[EXERCISE OBJECTIVE]
Make an exact copy of the entries below.

[RECORDS SHOWN]
-=-=-=-=-
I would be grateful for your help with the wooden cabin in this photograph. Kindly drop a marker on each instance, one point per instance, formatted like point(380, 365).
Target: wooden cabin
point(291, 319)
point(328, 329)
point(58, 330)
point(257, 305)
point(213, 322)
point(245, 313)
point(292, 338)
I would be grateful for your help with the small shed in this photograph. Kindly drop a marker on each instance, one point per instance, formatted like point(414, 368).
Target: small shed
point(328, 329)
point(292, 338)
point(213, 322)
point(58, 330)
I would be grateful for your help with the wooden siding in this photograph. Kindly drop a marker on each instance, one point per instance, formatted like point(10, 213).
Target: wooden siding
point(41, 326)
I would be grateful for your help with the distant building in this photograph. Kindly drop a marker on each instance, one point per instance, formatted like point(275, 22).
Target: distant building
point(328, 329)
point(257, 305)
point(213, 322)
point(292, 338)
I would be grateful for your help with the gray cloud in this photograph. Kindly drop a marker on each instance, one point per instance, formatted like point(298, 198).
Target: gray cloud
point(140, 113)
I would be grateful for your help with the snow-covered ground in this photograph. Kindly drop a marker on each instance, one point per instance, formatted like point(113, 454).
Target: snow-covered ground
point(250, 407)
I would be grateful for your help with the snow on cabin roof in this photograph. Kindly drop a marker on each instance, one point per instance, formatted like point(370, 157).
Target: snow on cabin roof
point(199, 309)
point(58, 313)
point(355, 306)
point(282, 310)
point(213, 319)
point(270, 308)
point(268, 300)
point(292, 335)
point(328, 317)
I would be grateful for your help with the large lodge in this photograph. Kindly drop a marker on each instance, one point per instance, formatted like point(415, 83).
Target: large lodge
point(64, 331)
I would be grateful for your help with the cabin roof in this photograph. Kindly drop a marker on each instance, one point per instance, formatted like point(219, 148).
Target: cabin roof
-=-=-=-=-
[EXERCISE RESPONSE]
I would be grateful for your help with the wooden cabin in this photograph. Kindly drop a marker on each instance, one point per instance, formatted like point(380, 365).
Target: wooden cabin
point(291, 319)
point(328, 329)
point(58, 330)
point(257, 305)
point(213, 322)
point(245, 313)
point(292, 338)
I would be grateful for your help with the small shed in this photograph. Kindly drop a marker on each instance, one point per instance, formatted like point(414, 368).
Target: small shed
point(328, 329)
point(292, 338)
point(213, 322)
point(58, 330)
I would be grateful for your help with the wooden siding in this photograph. Kindly drop a marker on each instance, one point per instance, formatted like point(10, 213).
Target: wooden siding
point(41, 326)
I would be grateful for your help with the distant building in this photograph. Kindly drop a marker on each instance, one point per instance, formatted like point(275, 22).
Target: distant building
point(328, 329)
point(257, 305)
point(213, 322)
point(292, 338)
I would be grateful for your help with the gray cloud in this photograph. Kindly drop a marker on each instance, one point per instance, formatted like point(298, 198).
Target: gray cloud
point(140, 113)
I would be grateful for your help with the snow-covered ground in this photograph. Kindly drop a marker on each instance, one point per instance, formatted like point(113, 454).
Target: snow-covered ground
point(250, 407)
I would be grateful for your help with the snow on cabin roof in this photograph. Kindly drop a marker on each instance, one point per instance, formatted like point(370, 157).
Target: snow on cabin roof
point(199, 309)
point(58, 313)
point(355, 306)
point(282, 310)
point(213, 319)
point(270, 308)
point(268, 300)
point(292, 335)
point(328, 317)
I would be grateful for your help with the large lodge in this photograph. Kindly drop a marker on each instance, one point per instance, formatted like point(415, 83).
Target: large lodge
point(64, 331)
I would be grateful for your help with the cabin roof in this photograph. Kindly drop a marker on each instance, one point per instance, formatted like point(219, 148).
Target: cabin roof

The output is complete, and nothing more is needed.